> [Yang Diperlukan]:
Sunting bagian materi dari baris yang memuat "For the benchmark, point to the dry" sampai akhir materi dengan mengganti setiap "dry grass" menjadi "tall grass", lalu tuliskan bagian itu lagi tanpa perubahan lain.

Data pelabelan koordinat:
· · · · · · ·
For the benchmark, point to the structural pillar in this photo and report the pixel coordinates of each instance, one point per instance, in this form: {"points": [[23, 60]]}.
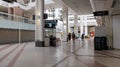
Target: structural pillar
{"points": [[65, 22], [109, 31], [39, 22], [86, 26], [76, 25]]}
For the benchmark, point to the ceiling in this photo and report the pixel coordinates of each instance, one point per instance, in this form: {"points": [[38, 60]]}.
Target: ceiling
{"points": [[79, 6]]}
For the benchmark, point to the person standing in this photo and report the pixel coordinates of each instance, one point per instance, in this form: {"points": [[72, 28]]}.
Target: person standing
{"points": [[69, 38], [82, 37], [73, 37]]}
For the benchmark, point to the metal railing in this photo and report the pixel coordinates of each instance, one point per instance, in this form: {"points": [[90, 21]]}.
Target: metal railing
{"points": [[16, 22]]}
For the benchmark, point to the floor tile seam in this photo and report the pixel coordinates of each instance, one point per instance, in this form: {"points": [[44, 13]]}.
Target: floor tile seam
{"points": [[10, 52], [59, 62], [12, 62], [107, 54], [5, 47], [89, 64], [111, 53]]}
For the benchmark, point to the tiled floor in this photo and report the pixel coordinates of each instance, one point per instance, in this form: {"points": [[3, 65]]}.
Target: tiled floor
{"points": [[80, 54]]}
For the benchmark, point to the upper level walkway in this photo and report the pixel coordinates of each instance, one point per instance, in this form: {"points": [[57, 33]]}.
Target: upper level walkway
{"points": [[81, 54]]}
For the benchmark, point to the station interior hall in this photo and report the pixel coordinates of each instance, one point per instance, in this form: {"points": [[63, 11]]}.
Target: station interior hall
{"points": [[59, 33]]}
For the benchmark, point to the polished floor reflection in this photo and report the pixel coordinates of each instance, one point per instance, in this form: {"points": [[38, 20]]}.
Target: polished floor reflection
{"points": [[80, 54]]}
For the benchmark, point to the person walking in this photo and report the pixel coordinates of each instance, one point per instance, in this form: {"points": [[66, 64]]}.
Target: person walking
{"points": [[73, 37], [82, 37], [69, 38]]}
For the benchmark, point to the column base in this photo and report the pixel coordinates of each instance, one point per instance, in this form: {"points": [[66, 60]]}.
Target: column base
{"points": [[39, 44]]}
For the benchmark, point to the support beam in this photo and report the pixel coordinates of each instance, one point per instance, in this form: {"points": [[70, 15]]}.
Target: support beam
{"points": [[65, 22], [39, 32]]}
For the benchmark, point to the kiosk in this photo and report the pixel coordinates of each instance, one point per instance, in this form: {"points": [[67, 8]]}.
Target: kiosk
{"points": [[50, 32]]}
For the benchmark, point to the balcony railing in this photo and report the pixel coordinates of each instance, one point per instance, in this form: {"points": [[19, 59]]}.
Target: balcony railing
{"points": [[16, 22]]}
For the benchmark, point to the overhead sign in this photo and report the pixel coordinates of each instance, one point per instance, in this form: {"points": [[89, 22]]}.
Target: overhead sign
{"points": [[45, 16], [50, 23], [10, 1], [101, 13]]}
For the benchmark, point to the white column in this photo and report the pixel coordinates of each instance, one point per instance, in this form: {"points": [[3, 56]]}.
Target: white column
{"points": [[109, 31], [86, 27], [82, 25], [65, 22], [76, 25], [39, 32], [86, 30]]}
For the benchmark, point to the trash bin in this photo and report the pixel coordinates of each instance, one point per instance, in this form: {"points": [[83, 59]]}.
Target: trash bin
{"points": [[52, 41], [47, 42], [104, 43], [97, 43]]}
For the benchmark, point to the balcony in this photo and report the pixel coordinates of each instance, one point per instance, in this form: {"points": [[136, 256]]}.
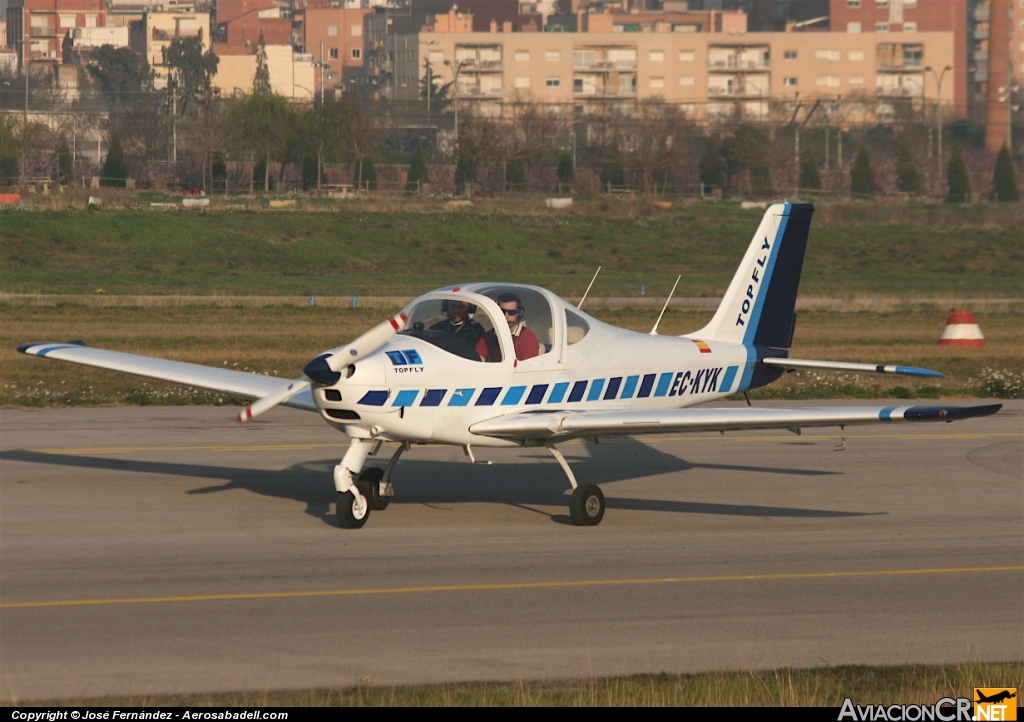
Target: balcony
{"points": [[734, 64]]}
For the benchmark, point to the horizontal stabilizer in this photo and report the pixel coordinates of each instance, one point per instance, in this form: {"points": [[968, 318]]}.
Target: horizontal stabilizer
{"points": [[236, 383], [565, 424], [795, 364]]}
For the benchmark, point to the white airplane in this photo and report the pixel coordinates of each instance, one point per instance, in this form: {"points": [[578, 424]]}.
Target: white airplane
{"points": [[543, 372]]}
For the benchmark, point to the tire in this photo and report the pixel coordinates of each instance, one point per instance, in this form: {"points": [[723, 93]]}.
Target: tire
{"points": [[350, 515], [369, 485], [587, 506]]}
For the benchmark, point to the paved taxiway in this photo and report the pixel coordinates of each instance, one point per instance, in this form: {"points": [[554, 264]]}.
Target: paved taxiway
{"points": [[172, 550]]}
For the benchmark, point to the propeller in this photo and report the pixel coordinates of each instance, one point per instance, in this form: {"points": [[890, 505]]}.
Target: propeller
{"points": [[326, 369]]}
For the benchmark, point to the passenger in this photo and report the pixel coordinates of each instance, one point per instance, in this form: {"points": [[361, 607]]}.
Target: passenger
{"points": [[524, 340], [459, 324]]}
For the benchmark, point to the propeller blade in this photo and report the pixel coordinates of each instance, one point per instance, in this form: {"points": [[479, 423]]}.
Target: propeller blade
{"points": [[326, 369], [261, 406]]}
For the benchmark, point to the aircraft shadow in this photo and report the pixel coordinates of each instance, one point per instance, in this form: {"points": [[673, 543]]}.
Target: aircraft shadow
{"points": [[535, 481]]}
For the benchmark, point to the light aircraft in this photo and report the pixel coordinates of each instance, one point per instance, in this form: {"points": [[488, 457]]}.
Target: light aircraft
{"points": [[413, 382]]}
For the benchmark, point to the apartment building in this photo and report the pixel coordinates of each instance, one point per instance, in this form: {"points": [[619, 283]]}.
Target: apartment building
{"points": [[159, 28], [712, 75], [37, 29]]}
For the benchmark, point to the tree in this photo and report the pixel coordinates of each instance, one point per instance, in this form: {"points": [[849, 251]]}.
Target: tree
{"points": [[711, 165], [907, 177], [418, 172], [115, 169], [261, 81], [566, 171], [862, 177], [192, 71], [9, 169], [956, 177], [1005, 180], [122, 74]]}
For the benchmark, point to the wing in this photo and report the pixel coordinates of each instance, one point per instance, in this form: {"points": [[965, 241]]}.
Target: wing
{"points": [[563, 424], [237, 383]]}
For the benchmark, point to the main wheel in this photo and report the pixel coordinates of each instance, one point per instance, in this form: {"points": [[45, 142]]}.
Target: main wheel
{"points": [[352, 511], [369, 484], [587, 506]]}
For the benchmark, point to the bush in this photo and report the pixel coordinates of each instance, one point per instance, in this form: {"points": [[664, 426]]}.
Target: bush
{"points": [[1005, 180], [115, 168], [418, 172], [956, 177], [862, 177]]}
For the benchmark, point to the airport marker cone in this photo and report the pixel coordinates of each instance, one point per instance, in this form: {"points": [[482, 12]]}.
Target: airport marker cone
{"points": [[962, 330]]}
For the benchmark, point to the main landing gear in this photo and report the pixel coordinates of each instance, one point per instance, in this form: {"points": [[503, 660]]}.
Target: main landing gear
{"points": [[371, 491], [587, 503]]}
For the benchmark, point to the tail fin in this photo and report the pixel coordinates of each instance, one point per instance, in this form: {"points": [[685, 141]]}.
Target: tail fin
{"points": [[758, 308]]}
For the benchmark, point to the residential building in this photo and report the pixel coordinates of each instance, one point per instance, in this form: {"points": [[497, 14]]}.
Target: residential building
{"points": [[158, 29], [43, 25], [905, 16], [714, 76]]}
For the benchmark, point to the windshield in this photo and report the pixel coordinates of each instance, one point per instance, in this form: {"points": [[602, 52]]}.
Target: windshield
{"points": [[457, 327]]}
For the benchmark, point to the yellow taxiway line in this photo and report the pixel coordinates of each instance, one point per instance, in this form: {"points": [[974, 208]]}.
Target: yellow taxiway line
{"points": [[501, 587], [638, 437]]}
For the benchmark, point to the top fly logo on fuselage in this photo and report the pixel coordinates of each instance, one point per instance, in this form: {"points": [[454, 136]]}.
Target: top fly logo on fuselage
{"points": [[756, 278]]}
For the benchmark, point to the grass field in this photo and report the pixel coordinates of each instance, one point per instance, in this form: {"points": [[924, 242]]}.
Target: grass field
{"points": [[280, 340], [395, 247], [819, 687]]}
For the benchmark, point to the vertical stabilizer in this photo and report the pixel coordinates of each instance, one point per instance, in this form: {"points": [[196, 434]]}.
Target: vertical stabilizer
{"points": [[758, 308]]}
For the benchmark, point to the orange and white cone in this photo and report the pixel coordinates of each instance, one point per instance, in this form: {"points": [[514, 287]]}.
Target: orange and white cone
{"points": [[962, 330]]}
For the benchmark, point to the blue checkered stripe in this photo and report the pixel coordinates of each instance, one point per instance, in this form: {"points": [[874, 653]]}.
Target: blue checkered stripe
{"points": [[562, 392]]}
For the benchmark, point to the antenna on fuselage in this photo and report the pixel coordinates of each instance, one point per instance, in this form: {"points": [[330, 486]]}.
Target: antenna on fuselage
{"points": [[589, 287], [653, 332]]}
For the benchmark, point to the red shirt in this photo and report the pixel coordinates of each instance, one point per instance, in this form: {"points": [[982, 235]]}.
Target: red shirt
{"points": [[525, 343]]}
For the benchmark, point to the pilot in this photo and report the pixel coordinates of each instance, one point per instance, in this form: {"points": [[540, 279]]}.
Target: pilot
{"points": [[524, 340], [459, 324]]}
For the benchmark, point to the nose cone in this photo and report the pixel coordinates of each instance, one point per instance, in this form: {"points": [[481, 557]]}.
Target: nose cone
{"points": [[318, 371]]}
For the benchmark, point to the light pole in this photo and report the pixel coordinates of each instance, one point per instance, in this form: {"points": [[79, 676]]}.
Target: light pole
{"points": [[938, 92], [322, 65], [430, 78], [456, 70]]}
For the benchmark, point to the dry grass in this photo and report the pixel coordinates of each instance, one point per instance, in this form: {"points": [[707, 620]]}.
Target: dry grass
{"points": [[280, 340], [817, 687]]}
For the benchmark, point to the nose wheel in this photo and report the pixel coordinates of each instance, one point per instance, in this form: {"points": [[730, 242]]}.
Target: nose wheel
· · · · · · ·
> [Penyelesaian Masalah]:
For the benchmark, point to the tall grass in this photo and report the pixel coordinates of each instance, one point per instance, in this form: {"points": [[707, 620]]}.
Target: tall grass
{"points": [[280, 340], [817, 687]]}
For the benchmark, point to the nose wheel in this photo and report the pixel coordinates of each instance, one point per instance, in this form: {"points": [[730, 242]]}.
Target: nose wheel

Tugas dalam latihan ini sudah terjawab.